Data to process START

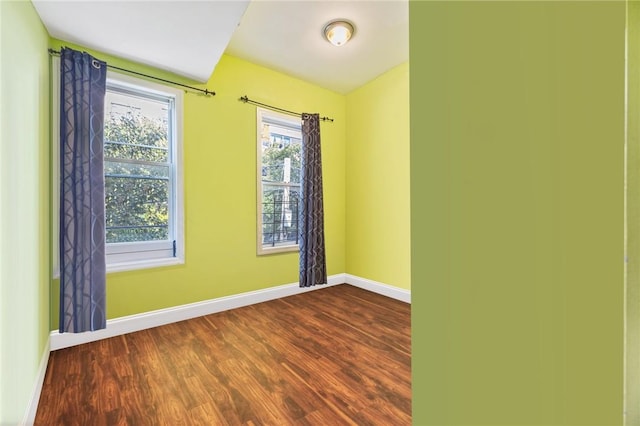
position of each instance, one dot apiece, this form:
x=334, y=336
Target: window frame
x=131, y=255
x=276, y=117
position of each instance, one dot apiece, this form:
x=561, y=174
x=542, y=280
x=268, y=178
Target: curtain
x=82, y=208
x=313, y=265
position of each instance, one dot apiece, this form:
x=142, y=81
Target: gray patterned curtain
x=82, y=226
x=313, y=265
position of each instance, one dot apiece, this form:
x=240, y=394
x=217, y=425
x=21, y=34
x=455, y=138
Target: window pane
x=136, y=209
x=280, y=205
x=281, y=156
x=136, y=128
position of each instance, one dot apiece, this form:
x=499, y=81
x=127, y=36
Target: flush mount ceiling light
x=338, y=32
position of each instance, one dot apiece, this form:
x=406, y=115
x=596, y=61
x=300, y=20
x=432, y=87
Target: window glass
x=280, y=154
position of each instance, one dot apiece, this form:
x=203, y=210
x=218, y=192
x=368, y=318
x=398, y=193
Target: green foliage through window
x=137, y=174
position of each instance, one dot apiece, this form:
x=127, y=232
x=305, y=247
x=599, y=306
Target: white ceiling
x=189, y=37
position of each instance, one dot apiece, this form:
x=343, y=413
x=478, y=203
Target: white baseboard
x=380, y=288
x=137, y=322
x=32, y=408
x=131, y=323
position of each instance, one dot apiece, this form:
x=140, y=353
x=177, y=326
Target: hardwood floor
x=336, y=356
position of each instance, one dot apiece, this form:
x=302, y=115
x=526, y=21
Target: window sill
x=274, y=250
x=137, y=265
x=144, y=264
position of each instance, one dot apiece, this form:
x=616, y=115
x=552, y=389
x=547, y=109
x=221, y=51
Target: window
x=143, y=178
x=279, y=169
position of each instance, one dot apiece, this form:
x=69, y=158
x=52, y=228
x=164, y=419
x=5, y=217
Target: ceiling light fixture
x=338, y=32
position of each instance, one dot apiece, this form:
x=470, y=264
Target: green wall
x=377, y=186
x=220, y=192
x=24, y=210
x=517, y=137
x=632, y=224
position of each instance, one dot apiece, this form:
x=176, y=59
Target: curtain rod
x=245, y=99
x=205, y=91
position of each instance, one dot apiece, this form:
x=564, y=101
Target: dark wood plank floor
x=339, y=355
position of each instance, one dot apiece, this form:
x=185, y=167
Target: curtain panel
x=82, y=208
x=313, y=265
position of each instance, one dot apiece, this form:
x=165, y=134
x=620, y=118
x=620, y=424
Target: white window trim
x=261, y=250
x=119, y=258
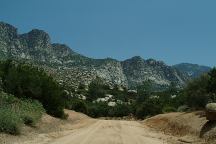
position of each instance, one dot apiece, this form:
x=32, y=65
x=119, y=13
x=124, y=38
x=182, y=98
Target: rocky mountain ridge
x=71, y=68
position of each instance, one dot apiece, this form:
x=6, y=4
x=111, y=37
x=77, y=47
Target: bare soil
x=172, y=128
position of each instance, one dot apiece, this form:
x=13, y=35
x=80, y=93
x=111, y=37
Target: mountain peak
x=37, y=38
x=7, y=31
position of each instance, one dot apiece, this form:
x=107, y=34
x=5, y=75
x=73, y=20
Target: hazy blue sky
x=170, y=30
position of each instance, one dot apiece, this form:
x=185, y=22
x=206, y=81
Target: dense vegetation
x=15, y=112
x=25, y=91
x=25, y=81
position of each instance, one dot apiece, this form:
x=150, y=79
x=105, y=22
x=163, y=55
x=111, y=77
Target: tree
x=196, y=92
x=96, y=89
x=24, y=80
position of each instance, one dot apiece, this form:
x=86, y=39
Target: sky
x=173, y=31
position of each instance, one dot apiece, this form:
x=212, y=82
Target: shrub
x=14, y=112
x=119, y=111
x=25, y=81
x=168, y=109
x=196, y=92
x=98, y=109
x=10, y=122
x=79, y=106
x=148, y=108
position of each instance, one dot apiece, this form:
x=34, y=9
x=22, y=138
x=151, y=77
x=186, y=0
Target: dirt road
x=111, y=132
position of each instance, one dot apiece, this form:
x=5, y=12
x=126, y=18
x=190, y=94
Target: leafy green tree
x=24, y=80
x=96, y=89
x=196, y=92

Data to process END
Data to process START

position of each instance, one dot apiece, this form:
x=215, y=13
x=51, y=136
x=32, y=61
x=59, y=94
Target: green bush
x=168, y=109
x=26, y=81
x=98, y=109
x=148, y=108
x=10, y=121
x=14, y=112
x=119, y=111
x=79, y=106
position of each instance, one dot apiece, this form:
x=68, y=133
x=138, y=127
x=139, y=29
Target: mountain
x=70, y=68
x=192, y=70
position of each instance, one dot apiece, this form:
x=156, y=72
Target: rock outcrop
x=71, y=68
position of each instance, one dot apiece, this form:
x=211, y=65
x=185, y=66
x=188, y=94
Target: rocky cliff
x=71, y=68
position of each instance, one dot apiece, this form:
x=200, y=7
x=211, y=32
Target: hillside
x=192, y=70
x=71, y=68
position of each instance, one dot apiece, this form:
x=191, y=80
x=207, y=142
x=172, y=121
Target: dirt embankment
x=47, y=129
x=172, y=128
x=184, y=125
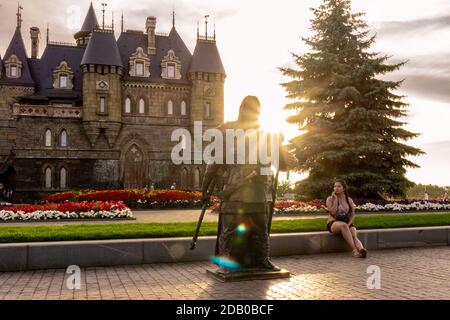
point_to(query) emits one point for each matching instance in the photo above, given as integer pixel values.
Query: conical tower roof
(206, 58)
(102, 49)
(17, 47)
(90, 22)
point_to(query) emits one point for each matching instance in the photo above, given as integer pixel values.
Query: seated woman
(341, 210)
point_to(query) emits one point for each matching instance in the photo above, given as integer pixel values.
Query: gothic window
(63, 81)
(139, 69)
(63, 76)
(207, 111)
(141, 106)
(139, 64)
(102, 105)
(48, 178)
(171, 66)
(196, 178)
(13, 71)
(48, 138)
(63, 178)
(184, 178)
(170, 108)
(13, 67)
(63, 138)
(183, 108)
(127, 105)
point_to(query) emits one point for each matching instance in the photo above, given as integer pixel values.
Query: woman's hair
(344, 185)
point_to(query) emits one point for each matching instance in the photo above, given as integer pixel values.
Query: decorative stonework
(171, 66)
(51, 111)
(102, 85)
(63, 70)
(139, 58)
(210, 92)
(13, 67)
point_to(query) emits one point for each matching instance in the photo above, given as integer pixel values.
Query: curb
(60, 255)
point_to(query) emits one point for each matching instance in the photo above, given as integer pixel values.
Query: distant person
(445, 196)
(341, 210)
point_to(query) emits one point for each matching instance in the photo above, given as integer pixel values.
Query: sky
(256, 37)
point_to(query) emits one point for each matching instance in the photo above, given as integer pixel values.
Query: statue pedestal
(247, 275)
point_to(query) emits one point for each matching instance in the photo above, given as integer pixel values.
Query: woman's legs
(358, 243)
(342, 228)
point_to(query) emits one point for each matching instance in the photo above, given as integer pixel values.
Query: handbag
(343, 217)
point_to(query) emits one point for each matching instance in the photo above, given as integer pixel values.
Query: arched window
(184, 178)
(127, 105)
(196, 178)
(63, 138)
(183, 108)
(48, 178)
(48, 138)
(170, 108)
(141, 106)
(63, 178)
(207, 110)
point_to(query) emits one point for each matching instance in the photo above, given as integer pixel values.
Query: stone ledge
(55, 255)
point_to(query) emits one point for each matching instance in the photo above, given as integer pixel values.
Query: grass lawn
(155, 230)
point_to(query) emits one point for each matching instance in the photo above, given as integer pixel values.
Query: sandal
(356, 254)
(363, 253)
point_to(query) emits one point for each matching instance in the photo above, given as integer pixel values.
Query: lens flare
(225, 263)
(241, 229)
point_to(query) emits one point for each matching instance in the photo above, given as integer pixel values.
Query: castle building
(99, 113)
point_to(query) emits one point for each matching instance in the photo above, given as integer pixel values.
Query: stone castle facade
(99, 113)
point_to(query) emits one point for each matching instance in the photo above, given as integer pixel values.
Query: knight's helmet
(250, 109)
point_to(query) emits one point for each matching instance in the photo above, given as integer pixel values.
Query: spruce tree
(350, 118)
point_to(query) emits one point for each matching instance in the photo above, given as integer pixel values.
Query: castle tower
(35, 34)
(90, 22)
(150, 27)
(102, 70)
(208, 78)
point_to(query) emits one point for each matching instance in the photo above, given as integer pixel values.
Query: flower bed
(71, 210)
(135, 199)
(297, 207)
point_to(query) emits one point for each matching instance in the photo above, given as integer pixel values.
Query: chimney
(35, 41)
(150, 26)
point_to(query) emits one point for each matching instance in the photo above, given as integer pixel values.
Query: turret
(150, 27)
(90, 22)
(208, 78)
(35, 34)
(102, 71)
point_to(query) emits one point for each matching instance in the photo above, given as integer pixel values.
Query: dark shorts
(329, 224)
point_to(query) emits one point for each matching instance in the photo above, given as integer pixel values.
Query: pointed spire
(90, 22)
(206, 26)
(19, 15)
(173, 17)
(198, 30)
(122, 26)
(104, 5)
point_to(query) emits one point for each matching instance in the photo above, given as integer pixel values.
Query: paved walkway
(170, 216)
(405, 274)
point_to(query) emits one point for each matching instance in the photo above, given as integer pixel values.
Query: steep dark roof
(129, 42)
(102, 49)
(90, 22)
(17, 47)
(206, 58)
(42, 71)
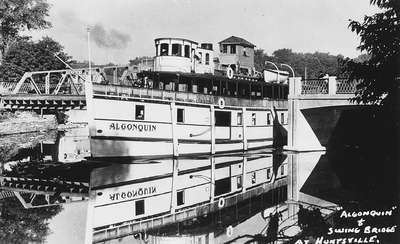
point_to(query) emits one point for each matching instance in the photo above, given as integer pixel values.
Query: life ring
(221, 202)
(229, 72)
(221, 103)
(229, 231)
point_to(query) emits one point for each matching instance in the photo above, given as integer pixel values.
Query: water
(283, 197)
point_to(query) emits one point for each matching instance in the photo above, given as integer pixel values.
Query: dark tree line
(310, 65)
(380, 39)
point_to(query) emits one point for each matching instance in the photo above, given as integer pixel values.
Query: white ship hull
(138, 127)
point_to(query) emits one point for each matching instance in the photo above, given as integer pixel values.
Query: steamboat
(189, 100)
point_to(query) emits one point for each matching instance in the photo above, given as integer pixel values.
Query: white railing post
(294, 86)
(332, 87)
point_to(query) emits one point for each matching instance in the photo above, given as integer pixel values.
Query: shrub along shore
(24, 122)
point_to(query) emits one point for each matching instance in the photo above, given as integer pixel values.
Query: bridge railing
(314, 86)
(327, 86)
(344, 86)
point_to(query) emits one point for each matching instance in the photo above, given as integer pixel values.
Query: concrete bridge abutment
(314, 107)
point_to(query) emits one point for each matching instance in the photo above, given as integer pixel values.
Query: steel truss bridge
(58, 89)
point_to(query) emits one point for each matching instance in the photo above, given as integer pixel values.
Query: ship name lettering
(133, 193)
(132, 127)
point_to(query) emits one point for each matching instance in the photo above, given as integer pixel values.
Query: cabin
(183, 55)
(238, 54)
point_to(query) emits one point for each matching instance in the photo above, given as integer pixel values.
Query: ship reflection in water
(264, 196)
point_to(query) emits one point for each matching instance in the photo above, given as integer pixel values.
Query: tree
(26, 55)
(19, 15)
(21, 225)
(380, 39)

Data to process END
Data to process START

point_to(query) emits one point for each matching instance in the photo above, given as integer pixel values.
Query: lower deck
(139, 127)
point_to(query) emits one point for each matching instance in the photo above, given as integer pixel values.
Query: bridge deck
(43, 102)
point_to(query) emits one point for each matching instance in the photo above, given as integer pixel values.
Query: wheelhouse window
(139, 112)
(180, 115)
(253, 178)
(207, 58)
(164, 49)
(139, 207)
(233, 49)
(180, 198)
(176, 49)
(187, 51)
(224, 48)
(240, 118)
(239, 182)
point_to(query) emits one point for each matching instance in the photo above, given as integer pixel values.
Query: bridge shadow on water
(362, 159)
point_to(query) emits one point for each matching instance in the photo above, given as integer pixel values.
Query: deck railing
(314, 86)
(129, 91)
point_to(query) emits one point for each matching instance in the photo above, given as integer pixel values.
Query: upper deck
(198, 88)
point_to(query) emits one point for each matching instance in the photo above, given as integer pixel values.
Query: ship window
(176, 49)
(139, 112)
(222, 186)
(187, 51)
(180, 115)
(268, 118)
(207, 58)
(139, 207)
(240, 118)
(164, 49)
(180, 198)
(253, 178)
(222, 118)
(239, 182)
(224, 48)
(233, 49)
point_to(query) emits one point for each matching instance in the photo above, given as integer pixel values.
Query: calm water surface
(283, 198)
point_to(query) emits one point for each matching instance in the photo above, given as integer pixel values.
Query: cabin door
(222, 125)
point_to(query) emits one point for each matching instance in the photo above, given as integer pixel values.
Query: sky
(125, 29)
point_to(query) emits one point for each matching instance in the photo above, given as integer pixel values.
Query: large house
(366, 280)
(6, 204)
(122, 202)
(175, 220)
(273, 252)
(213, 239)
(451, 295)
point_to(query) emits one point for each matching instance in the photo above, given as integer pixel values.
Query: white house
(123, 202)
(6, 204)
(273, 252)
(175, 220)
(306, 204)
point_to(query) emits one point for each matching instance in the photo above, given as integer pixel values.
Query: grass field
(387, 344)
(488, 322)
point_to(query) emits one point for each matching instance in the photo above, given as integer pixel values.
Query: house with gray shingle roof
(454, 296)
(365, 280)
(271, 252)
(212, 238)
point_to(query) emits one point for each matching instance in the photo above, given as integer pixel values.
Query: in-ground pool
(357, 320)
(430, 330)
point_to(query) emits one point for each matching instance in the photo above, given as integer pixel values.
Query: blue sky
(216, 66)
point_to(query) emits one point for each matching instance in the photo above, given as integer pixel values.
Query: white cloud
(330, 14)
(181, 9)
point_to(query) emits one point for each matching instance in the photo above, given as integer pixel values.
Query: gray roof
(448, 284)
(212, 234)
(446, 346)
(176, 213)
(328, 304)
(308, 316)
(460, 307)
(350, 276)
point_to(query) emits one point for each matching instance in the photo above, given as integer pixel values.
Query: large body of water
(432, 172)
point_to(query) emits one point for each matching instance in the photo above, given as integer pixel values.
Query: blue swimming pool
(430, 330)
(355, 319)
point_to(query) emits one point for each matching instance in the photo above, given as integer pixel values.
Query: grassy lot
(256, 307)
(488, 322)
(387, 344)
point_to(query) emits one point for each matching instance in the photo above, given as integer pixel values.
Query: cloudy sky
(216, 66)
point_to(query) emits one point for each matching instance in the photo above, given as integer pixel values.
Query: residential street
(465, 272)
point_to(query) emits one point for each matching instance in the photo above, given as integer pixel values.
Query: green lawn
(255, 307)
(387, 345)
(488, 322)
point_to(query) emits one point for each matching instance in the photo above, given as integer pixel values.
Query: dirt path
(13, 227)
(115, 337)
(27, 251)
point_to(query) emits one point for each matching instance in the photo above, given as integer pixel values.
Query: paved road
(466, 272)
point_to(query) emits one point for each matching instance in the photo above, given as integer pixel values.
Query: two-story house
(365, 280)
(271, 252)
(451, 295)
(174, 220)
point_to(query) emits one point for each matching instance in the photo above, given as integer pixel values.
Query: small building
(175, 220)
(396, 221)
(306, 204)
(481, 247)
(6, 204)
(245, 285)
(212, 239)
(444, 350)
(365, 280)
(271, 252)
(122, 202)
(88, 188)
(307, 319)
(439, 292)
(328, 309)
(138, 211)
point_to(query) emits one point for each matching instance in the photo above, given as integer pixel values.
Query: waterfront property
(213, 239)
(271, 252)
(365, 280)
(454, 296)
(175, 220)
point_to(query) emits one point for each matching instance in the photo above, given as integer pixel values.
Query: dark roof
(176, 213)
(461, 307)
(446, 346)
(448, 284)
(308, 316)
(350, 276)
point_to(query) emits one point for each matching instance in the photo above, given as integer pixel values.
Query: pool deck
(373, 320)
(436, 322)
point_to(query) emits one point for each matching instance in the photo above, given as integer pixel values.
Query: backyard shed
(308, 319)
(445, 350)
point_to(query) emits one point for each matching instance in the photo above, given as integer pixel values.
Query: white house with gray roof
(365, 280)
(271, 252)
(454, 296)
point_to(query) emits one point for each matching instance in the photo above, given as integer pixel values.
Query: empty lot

Data to process END

Starting at the line above that holds "x=478, y=203", return each line up to and including the one that holds "x=206, y=81", exactly as written, minus any pictures.

x=478, y=203
Target: white baseboard
x=380, y=288
x=137, y=322
x=32, y=408
x=131, y=323
position of each instance, one dot apiece, this form:
x=140, y=353
x=177, y=326
Target: hardwood floor
x=336, y=356
position of each instance, one dot apiece, this form:
x=302, y=115
x=526, y=21
Target: window sill
x=274, y=250
x=137, y=265
x=144, y=264
position of each instance, one dot apiece, this form:
x=616, y=115
x=552, y=389
x=547, y=109
x=221, y=51
Target: window
x=143, y=178
x=279, y=169
position of each instance, one dot apiece, this form:
x=69, y=158
x=52, y=228
x=164, y=419
x=5, y=217
Target: ceiling light fixture
x=338, y=32
position of each instance, one dot apiece, this form:
x=470, y=264
Target: green wall
x=377, y=186
x=220, y=192
x=24, y=210
x=517, y=137
x=632, y=224
position of each instance, one dot apiece, this form:
x=176, y=59
Target: curtain rod
x=245, y=99
x=205, y=91
position of each instance, one dot apiece, this form:
x=564, y=101
Target: dark wood plank floor
x=339, y=355
position of each instance, one dot apiece, this form:
x=185, y=167
Target: curtain panel
x=82, y=208
x=313, y=265
position of each instance, one dot apiece, this form:
x=165, y=134
x=620, y=118
x=620, y=424
Target: white window trim
x=261, y=250
x=119, y=258
position of each instance, one dot apiece, this form:
x=32, y=65
x=119, y=13
x=124, y=38
x=182, y=98
Target: rocky mountain ridge
x=71, y=68
position of each instance, one dot apiece, this form:
x=6, y=4
x=111, y=37
x=77, y=47
Target: bare soil
x=172, y=128
position of each instance, one dot apiece, this form:
x=13, y=35
x=80, y=93
x=111, y=37
Target: mountain peak
x=37, y=38
x=7, y=31
position of each instance, one dot apiece, this form:
x=107, y=34
x=5, y=75
x=73, y=20
Target: hazy blue sky
x=170, y=30
position of each instance, one dot apiece, this form:
x=185, y=22
x=206, y=81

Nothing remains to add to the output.